** Task material follows **

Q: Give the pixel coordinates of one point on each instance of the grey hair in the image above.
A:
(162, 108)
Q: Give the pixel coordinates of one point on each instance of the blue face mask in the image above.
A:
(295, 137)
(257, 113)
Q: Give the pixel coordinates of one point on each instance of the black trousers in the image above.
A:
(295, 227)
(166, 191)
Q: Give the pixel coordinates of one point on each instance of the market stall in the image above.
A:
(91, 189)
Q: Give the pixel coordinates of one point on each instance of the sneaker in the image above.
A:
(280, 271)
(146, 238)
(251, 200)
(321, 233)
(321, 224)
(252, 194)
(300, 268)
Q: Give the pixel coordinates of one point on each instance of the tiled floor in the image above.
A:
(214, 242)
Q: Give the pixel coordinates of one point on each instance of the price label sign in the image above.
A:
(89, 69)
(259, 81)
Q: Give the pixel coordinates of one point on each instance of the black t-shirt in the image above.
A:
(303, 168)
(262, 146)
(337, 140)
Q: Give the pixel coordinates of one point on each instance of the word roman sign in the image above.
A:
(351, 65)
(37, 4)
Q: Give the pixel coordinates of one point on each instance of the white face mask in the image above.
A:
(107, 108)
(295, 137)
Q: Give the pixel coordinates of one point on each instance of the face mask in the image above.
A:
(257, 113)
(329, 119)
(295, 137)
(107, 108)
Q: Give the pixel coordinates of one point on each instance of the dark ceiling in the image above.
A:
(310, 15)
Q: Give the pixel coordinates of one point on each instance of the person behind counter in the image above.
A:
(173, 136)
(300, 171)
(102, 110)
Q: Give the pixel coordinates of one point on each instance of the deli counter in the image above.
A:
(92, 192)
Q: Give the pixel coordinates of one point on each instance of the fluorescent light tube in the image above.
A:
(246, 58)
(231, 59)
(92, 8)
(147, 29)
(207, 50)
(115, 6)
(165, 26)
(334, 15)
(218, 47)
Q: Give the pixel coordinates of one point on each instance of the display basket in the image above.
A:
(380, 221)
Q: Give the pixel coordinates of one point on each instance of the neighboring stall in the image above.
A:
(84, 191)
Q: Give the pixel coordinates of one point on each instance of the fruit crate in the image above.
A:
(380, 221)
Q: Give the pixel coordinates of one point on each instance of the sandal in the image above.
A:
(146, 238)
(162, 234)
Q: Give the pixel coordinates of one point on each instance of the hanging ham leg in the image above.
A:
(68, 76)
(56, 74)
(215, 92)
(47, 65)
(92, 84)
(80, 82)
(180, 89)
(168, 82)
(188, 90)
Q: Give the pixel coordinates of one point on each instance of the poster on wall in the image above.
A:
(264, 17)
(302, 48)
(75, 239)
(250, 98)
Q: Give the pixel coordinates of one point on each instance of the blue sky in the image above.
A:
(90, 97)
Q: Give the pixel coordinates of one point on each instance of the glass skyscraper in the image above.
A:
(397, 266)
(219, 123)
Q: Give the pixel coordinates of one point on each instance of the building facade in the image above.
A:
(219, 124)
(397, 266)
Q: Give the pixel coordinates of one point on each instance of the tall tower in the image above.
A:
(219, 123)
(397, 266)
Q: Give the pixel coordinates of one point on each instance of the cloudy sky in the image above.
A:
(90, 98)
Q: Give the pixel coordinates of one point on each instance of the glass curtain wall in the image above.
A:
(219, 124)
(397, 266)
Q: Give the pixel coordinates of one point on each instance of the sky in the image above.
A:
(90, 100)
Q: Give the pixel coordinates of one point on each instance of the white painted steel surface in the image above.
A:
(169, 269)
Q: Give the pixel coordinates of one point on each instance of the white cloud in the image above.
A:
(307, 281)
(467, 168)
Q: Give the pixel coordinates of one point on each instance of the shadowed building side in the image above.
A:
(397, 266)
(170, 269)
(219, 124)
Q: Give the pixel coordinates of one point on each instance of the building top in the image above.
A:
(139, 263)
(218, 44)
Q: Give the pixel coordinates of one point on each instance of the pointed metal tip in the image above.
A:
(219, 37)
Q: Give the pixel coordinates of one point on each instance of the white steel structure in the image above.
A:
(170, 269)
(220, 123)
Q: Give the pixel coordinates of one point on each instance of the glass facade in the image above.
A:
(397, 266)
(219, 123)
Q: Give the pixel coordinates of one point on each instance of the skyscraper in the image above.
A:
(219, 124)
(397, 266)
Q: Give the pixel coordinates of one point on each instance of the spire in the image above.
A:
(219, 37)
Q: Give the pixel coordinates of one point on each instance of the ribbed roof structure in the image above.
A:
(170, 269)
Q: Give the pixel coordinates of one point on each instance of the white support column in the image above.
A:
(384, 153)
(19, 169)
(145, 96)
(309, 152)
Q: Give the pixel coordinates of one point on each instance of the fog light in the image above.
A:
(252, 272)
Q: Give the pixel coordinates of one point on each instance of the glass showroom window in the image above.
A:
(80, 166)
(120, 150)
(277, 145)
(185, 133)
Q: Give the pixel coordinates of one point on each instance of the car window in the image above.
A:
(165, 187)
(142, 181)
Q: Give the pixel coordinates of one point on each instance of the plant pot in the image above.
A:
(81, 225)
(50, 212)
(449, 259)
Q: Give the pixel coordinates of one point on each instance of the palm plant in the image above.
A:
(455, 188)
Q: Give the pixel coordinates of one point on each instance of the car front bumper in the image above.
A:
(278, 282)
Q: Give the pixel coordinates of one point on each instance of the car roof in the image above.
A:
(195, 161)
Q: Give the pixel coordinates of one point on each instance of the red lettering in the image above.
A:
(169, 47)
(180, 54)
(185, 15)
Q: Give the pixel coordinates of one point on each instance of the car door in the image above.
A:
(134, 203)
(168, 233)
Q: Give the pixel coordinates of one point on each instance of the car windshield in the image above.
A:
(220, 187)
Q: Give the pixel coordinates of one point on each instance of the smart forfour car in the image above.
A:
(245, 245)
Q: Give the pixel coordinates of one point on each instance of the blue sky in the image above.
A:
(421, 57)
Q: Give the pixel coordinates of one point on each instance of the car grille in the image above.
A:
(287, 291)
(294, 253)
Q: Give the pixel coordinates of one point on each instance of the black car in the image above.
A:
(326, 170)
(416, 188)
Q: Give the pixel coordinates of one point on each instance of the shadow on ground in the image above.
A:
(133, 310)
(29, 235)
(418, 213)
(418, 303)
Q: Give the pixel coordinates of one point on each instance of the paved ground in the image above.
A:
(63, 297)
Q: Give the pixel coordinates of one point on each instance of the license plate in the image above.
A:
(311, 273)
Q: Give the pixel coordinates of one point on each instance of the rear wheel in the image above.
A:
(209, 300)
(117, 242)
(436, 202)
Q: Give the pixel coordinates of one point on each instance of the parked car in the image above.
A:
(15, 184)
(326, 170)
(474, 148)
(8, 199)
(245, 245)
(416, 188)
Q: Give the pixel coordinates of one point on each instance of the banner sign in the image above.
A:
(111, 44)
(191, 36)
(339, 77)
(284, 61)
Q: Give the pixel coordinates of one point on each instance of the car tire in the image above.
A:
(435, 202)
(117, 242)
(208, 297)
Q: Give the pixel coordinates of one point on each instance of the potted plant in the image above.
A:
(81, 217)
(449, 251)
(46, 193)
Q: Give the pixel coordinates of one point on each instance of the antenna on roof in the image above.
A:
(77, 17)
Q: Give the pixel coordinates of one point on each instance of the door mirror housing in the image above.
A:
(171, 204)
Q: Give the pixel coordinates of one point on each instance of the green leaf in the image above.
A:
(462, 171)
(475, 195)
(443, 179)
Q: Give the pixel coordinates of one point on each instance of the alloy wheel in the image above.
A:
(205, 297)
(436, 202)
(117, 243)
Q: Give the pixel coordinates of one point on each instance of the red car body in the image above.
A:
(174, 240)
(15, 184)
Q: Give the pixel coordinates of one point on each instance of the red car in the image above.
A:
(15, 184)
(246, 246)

** End of Task material **

[Assigned task] All lines in the records that contain "roof" are to be copied and returned.

[Answer section]
Q: Give the pixel coordinates of one point on each instance of the ribbed roof structure in the image above.
Q: Give the pixel coordinates of one point on each instance of the car roof in the image above.
Q: Give the pixel coordinates of one point on each instance of the antenna on roof in the image above.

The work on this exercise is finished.